Problem description: Could you retype all of the entries exactly, without their pictures?

Dataset entries

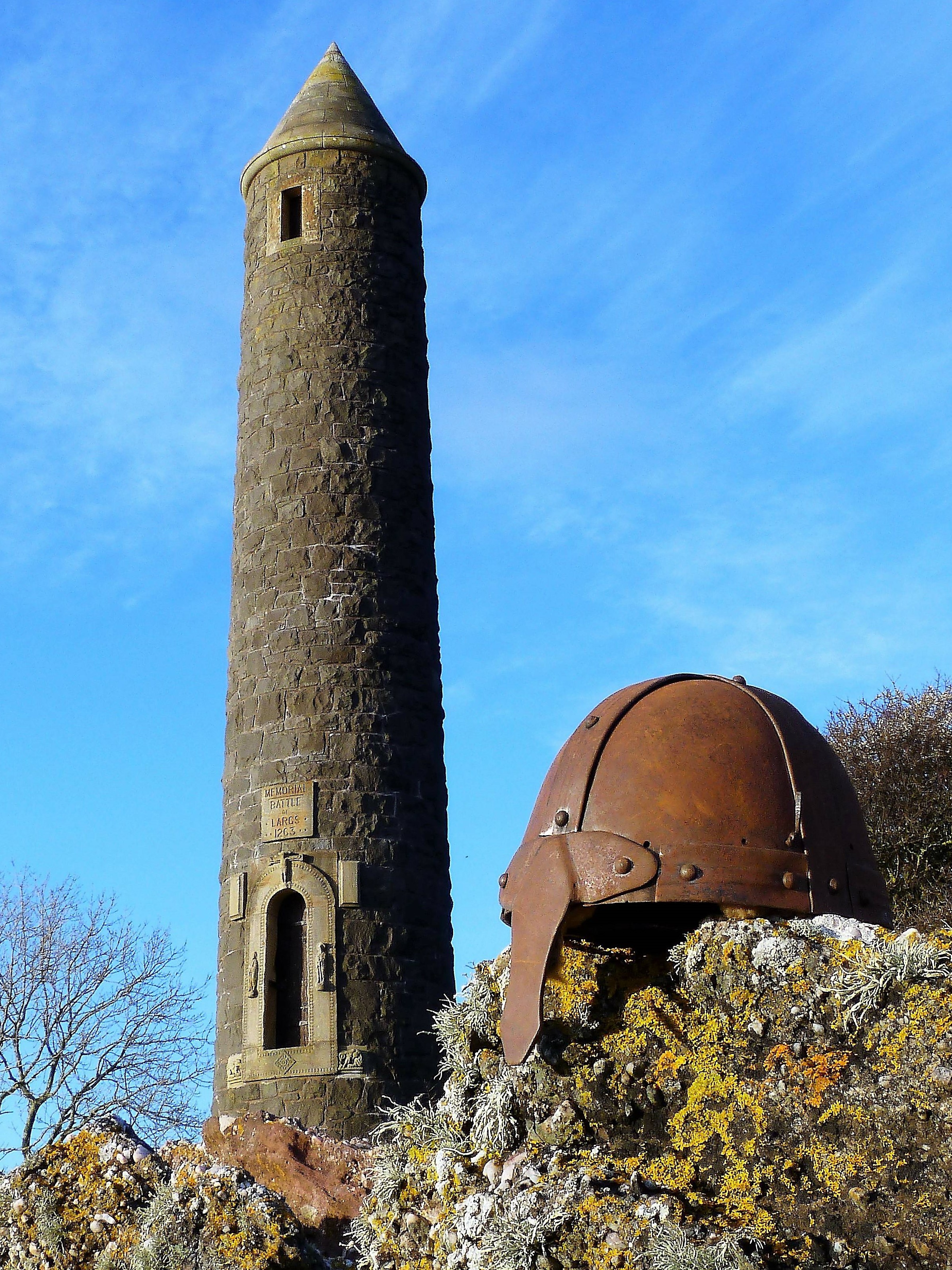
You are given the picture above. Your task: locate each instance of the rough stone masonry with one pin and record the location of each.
(334, 921)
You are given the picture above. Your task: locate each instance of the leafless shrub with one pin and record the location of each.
(898, 751)
(95, 1018)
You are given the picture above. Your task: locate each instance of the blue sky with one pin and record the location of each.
(690, 310)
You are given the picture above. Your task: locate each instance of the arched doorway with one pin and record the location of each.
(286, 996)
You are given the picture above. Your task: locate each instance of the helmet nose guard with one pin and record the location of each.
(685, 789)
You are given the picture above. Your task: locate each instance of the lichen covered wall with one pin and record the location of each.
(781, 1095)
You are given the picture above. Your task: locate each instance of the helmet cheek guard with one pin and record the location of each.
(678, 792)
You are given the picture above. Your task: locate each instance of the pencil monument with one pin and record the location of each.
(334, 920)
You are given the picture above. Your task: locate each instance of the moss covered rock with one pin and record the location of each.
(102, 1201)
(777, 1094)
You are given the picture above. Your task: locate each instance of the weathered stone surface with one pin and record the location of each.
(334, 656)
(321, 1179)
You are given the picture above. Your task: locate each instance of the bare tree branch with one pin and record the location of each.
(95, 1017)
(898, 751)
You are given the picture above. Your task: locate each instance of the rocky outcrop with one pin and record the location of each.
(777, 1095)
(102, 1201)
(321, 1179)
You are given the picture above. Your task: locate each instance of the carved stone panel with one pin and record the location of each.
(319, 1054)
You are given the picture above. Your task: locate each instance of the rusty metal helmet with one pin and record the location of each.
(681, 792)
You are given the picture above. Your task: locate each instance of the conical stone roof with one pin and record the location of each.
(332, 112)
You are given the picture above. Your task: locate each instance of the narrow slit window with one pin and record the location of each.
(290, 214)
(286, 1028)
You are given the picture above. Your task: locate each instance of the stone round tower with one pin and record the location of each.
(334, 926)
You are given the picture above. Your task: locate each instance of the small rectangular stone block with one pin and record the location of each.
(350, 883)
(238, 896)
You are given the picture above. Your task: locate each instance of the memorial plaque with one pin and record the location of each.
(287, 811)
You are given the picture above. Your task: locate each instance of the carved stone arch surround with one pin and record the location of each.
(319, 1057)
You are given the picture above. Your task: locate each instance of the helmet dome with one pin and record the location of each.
(681, 792)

Result below:
You are given the picture above. Your task: locate each instance of the rough stone masonry with one pin and record the location of each.
(334, 921)
You are given the picture above. Your task: locate each instance of the leafless shrub with one pin and record the location of each.
(898, 751)
(95, 1018)
You are given the picture above. Your task: locate each instance of the blue sky with one pin and record the location of each.
(690, 310)
You are given the picture above. Your task: locate each instance of the arched doorway with one pin and record the location of each.
(286, 996)
You are given the picture above. Your task: locate each instance of the helmet nose guard with one pin and record the location of each.
(685, 789)
You are given the picture above. Your task: locate each instance of the lichen covered wall with one pin and record the location of each.
(781, 1095)
You are given the picture above. Your task: locate each instance of the helmet cheek guard with one pin and record the location of each.
(678, 792)
You are given the picture above. Your task: locate each instance of the pencil monument with one pin and record the location of each.
(334, 920)
You are given the picture above. Your task: locate each instance of the moss covered rock with one pin and record the location of each.
(102, 1201)
(777, 1094)
You are given the picture above. Your task: locate each instance of the weathered stone surface with one pin and record the location of each.
(334, 656)
(321, 1179)
You are given the picture above. Your task: locate each instance of the bare tree branch with one pin and record the location of each.
(95, 1017)
(898, 751)
You are given the picture above. Your task: locate each instance of the rocky outcrop with one pin and record the location of each.
(777, 1095)
(102, 1201)
(321, 1179)
You are given the picture above. Your task: locate each instance of the carved stone panel with one pin and record the location of each.
(319, 1054)
You are given the picture above. Your task: locate each instance of the rusty metal helmet with one pin and record the location of each.
(681, 792)
You are given the picture above. Your task: locate each instance of the conical stone roof with one pin and record the location of each.
(332, 112)
You are given the picture above. Your task: locate each instance of the narrow slit window with one pin and record the location of each.
(290, 214)
(286, 1028)
You are given the picture above. Your task: locate each instance of the stone round tower with one pin and record the location of each.
(334, 926)
You are given the picture above. Your task: locate each instance of the small rectangular stone block with one pin and record the location of each.
(350, 883)
(238, 896)
You are given the picture above. Your task: locate each instance of the memorial plaque with one pin and record the location of each.
(287, 811)
You are given the picture above. Your task: locate each instance of the carved stone arch surround with one pin and record the location of each.
(319, 1057)
You are given the picture above. Your task: locate each instance of the helmet dome with one pin and record the location of each.
(681, 792)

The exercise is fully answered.